▸ **To do**
Would you please output the lines from the one holding "y=359, one point per instance." to the end of the entries, exactly and with no others?

▸ **Records shown**
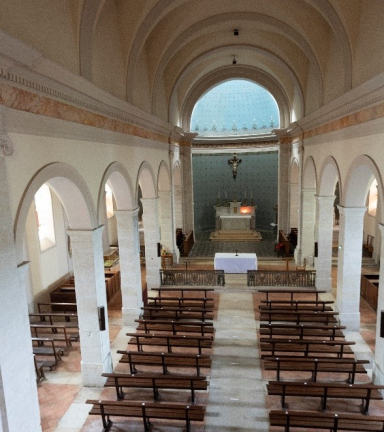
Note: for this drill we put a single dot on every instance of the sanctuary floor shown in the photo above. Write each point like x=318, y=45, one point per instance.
x=236, y=400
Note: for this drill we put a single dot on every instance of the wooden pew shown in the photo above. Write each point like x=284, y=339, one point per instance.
x=315, y=366
x=165, y=360
x=315, y=305
x=170, y=341
x=301, y=330
x=39, y=369
x=195, y=290
x=202, y=302
x=56, y=306
x=152, y=312
x=46, y=347
x=327, y=421
x=145, y=411
x=326, y=390
x=175, y=327
x=305, y=347
x=299, y=317
x=155, y=382
x=291, y=291
x=42, y=331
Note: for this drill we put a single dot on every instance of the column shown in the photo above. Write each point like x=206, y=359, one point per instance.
x=166, y=222
x=324, y=242
x=283, y=192
x=152, y=238
x=349, y=267
x=88, y=267
x=378, y=363
x=307, y=236
x=130, y=272
x=18, y=392
x=186, y=159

▸ **Solution for this task**
Note: for this drill we put a single dot on every instance of the column shown in the photo above. Write each point like x=206, y=359, one point per instance.
x=166, y=222
x=324, y=242
x=283, y=192
x=152, y=238
x=349, y=267
x=88, y=267
x=378, y=363
x=307, y=236
x=130, y=272
x=18, y=392
x=186, y=159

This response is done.